### Description of the task
Please transcribe exactly, and only, the lines of the data below between the line holding "Target: rolled-up sleeve" and the line holding "Exercise. Find the open", inclusive.

Records from a collection:
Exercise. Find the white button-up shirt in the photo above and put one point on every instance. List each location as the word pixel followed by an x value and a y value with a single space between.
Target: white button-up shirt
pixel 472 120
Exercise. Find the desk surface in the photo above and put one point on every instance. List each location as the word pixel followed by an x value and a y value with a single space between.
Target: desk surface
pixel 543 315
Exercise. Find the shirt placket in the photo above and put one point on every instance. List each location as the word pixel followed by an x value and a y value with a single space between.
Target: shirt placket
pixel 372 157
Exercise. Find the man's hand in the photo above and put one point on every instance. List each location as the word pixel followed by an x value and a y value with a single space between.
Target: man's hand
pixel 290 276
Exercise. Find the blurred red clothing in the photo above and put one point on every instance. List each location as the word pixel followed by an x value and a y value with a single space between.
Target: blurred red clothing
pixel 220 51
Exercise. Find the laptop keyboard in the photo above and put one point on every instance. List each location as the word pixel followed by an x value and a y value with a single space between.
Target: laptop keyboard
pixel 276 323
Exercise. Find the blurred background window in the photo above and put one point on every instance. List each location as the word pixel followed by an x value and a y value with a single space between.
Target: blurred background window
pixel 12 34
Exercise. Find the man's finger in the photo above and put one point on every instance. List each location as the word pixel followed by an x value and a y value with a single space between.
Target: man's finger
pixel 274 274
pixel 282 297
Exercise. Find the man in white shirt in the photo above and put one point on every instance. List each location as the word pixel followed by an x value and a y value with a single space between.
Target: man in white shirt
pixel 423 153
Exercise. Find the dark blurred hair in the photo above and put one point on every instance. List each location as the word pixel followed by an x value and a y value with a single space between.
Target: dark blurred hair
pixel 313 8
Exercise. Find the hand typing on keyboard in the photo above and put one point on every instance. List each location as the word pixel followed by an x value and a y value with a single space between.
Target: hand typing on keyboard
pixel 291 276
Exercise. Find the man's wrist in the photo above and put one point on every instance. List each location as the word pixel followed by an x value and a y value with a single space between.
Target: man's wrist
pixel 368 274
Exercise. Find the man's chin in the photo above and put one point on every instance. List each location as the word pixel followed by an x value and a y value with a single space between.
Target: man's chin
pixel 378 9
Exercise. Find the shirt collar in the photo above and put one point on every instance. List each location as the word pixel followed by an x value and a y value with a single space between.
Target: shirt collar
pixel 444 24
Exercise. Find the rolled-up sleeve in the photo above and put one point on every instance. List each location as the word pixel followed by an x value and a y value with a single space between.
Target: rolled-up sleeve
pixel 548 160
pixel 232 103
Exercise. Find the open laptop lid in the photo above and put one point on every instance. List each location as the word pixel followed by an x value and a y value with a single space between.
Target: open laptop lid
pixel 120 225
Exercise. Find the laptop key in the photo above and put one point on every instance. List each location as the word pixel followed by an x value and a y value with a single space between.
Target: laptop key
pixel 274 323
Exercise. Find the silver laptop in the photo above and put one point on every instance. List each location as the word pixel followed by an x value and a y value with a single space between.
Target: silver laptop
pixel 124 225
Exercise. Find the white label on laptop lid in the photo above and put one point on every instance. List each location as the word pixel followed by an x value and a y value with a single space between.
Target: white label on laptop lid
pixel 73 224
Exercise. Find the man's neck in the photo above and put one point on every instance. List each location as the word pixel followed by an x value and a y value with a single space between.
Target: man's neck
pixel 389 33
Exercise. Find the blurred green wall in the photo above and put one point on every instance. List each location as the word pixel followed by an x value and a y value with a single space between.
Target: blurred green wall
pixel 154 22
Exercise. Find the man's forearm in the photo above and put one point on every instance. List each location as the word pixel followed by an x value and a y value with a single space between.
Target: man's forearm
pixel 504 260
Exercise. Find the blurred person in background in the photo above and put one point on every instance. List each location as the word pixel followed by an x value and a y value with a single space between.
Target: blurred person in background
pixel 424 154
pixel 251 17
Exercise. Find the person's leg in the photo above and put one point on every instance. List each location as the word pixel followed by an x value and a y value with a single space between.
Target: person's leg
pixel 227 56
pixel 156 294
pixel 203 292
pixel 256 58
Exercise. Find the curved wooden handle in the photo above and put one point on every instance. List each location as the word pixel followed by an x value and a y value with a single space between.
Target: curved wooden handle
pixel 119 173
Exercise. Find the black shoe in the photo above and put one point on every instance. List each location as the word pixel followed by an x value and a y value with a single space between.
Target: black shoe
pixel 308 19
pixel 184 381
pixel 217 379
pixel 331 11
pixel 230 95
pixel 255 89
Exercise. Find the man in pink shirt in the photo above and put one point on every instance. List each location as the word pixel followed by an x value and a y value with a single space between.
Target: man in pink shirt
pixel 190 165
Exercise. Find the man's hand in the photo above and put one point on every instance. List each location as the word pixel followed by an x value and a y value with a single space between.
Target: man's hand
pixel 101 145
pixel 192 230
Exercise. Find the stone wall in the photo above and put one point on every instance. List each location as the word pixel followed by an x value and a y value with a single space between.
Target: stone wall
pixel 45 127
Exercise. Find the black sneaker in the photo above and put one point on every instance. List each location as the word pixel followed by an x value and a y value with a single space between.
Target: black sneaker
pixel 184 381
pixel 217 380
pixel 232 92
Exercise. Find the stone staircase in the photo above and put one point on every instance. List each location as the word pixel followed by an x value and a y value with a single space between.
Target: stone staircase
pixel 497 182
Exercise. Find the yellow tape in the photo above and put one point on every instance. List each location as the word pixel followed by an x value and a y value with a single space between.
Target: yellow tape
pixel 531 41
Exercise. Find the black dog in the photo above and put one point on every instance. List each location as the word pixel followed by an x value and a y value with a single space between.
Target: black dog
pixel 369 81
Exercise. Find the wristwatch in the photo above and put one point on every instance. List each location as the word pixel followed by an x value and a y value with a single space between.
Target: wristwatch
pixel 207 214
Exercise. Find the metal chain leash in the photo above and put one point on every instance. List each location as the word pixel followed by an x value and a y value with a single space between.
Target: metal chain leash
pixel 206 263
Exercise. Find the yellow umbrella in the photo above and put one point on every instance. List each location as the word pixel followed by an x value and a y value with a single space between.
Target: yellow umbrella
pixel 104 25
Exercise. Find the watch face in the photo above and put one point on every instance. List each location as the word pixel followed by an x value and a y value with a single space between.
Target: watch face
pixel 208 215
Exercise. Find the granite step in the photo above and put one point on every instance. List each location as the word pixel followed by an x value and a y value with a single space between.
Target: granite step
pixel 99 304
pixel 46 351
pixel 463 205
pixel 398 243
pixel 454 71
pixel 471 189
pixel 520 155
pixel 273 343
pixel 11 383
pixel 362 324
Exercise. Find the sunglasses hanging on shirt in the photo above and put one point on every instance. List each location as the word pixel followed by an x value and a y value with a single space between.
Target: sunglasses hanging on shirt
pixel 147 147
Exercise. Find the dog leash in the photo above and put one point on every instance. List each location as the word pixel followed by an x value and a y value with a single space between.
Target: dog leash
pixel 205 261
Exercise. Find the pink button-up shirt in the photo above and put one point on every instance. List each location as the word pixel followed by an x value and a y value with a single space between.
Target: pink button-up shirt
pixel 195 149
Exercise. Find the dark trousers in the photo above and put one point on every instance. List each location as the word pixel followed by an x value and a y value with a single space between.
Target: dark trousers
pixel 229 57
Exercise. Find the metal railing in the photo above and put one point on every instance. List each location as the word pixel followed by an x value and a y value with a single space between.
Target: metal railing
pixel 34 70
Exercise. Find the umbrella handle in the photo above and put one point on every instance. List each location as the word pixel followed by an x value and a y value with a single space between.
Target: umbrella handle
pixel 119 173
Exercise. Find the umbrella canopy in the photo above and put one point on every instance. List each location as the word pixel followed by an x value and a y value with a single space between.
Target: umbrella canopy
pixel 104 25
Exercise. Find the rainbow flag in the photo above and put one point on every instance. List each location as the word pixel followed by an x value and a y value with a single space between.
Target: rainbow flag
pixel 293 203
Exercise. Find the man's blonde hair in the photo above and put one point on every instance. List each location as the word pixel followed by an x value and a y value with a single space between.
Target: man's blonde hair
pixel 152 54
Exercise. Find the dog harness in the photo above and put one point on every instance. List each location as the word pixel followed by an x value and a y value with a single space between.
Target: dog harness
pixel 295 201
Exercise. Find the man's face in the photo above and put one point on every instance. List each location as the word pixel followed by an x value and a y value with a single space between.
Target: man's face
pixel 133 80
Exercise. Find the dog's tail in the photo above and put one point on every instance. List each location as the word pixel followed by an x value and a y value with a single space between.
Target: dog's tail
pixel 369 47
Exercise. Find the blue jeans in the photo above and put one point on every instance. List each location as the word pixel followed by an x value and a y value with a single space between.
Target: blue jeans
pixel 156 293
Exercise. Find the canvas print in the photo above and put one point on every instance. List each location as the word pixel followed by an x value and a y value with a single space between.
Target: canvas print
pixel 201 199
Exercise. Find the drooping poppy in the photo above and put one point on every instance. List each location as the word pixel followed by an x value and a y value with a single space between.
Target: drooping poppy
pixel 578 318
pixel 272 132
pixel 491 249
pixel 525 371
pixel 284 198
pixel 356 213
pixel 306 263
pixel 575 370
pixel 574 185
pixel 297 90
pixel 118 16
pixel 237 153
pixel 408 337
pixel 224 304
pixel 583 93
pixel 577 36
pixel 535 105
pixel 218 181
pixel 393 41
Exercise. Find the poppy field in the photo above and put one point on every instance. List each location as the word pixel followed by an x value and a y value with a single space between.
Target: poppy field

### Task output
Target: rolled-up sleeve
pixel 548 160
pixel 232 103
Exercise. Find the open laptop lid in the photo above and put one point on every instance. List each location as the word pixel followed by an x value and a y value with a single space between.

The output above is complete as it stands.